_Lines of data_
------------------------------------------------------------

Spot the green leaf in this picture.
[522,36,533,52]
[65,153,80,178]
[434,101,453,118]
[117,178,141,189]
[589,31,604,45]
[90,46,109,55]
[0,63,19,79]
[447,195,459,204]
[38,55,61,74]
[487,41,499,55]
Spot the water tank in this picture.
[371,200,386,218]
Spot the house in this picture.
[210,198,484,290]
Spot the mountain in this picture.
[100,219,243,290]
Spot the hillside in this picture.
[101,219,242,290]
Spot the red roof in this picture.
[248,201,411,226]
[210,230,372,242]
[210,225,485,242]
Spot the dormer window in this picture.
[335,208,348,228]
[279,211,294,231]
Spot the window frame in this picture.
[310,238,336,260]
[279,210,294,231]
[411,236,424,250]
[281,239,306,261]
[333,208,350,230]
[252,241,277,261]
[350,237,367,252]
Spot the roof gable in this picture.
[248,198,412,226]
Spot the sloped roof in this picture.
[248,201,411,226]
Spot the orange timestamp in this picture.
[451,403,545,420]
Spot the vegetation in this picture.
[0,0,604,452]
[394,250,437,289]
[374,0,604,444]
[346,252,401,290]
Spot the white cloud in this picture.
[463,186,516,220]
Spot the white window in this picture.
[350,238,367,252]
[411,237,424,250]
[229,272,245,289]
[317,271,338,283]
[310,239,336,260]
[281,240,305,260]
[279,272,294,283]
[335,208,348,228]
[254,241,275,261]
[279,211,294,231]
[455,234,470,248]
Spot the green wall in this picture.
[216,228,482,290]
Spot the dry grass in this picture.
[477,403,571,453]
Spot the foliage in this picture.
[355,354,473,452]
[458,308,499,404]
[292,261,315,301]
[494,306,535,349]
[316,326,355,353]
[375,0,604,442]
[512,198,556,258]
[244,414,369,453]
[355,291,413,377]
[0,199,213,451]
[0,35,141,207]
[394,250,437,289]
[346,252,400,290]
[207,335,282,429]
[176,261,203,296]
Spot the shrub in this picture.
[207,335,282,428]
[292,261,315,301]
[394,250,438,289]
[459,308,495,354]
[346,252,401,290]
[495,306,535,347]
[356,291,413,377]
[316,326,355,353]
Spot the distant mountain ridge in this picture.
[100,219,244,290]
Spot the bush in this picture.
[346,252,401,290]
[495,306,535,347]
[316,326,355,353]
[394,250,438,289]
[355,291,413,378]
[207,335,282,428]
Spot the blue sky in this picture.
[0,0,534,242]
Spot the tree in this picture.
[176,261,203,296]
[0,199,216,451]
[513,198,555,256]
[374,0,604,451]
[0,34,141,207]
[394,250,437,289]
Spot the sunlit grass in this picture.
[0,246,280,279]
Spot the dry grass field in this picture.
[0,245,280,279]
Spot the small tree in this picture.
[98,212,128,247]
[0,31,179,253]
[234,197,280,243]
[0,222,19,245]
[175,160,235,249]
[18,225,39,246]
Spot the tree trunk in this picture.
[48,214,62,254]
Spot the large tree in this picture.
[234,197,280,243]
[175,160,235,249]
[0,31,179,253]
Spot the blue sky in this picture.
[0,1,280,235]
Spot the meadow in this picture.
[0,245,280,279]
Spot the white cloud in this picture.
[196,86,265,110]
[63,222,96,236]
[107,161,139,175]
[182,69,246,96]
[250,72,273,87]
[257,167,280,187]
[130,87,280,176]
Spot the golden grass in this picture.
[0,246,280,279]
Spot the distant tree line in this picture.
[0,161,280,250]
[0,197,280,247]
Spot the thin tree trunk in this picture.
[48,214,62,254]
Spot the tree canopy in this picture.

------------------------------------------------------------

_Prompt_
Reproduce the entries above with every instance of "picture" switched to "image". Leave all other text unchanged.

_Reply to the exercise_
Spot the green leaf in this image.
[522,36,533,52]
[65,153,80,178]
[434,101,453,118]
[117,178,141,189]
[589,31,604,45]
[90,46,109,55]
[0,63,19,79]
[447,195,459,204]
[38,55,61,74]
[487,41,499,55]
Spot the water tank in this image.
[371,200,386,218]
Spot the house in this image.
[210,198,484,290]
Spot the mountain in this image.
[100,219,243,290]
Spot the hillside in this image.
[101,219,242,290]
Spot the red roof in this image.
[248,201,411,226]
[210,230,372,242]
[210,225,485,242]
Spot the dormer window in this image.
[335,208,348,228]
[279,211,294,231]
Spot the window frame in this image.
[310,238,336,260]
[279,210,294,231]
[411,236,424,250]
[281,239,306,261]
[333,208,350,230]
[252,241,277,261]
[350,237,367,252]
Spot the roof gable in this image.
[248,198,412,226]
Spot the sloped roof in this image.
[248,201,411,226]
Spot the orange timestamp in this image.
[451,403,545,420]
Spot the vegetation in this image.
[0,0,604,452]
[394,250,437,289]
[374,0,604,444]
[346,252,401,290]
Spot the white cloud in this image.
[463,186,516,220]
Spot the white window in this image.
[350,238,367,252]
[411,237,424,250]
[229,272,245,289]
[317,271,338,283]
[310,239,336,260]
[281,240,305,260]
[279,272,294,283]
[335,208,348,228]
[254,241,275,261]
[279,211,294,231]
[455,234,470,248]
Spot the green wall in this image.
[216,228,482,290]
Spot the dry grass in this image.
[477,403,571,453]
Spot the foliage in this image.
[355,354,473,452]
[458,308,499,404]
[292,261,315,301]
[494,306,535,349]
[316,326,355,353]
[375,0,604,442]
[512,198,556,258]
[244,414,369,453]
[355,291,413,377]
[0,199,213,451]
[0,35,141,207]
[394,250,437,289]
[346,252,400,290]
[207,335,282,429]
[176,261,203,296]
Spot the shrub in this image.
[207,335,282,428]
[292,261,315,301]
[394,250,438,289]
[459,308,495,354]
[346,252,401,290]
[495,306,535,347]
[356,291,413,377]
[316,326,355,353]
Spot the distant mountain ridge in this image.
[100,219,244,290]
Spot the bush in this image.
[346,252,401,290]
[495,306,535,347]
[316,326,355,353]
[394,250,438,289]
[355,291,413,378]
[207,335,282,428]
Spot the blue sky in this image.
[0,0,534,242]
Spot the tree in this image.
[176,261,203,296]
[0,199,216,451]
[513,198,555,256]
[374,0,604,451]
[0,34,141,207]
[394,250,437,289]
Spot the sunlit grass in this image.
[0,246,280,279]
Spot the dry grass field in this image.
[0,245,280,279]
Spot the small tree in this image.
[98,212,128,247]
[0,31,179,253]
[234,197,280,243]
[0,222,19,245]
[175,160,235,249]
[18,225,39,246]
Spot the tree trunk in this image.
[48,214,62,254]
Spot the large tree in this image.
[234,197,280,243]
[175,160,235,249]
[0,31,179,253]
Spot the blue sky in this image.
[0,1,280,235]
Spot the meadow in this image.
[0,245,280,279]
Spot the white cloud in this image.
[196,86,265,110]
[63,222,96,236]
[107,161,139,175]
[182,69,246,96]
[250,72,273,87]
[257,167,280,187]
[130,87,280,176]
Spot the golden grass in this image.
[0,246,280,279]
Spot the distant tree line in this image.
[0,161,280,250]
[0,197,280,247]
Spot the thin tree trunk in this image.
[48,214,62,254]
Spot the tree canopy in this image.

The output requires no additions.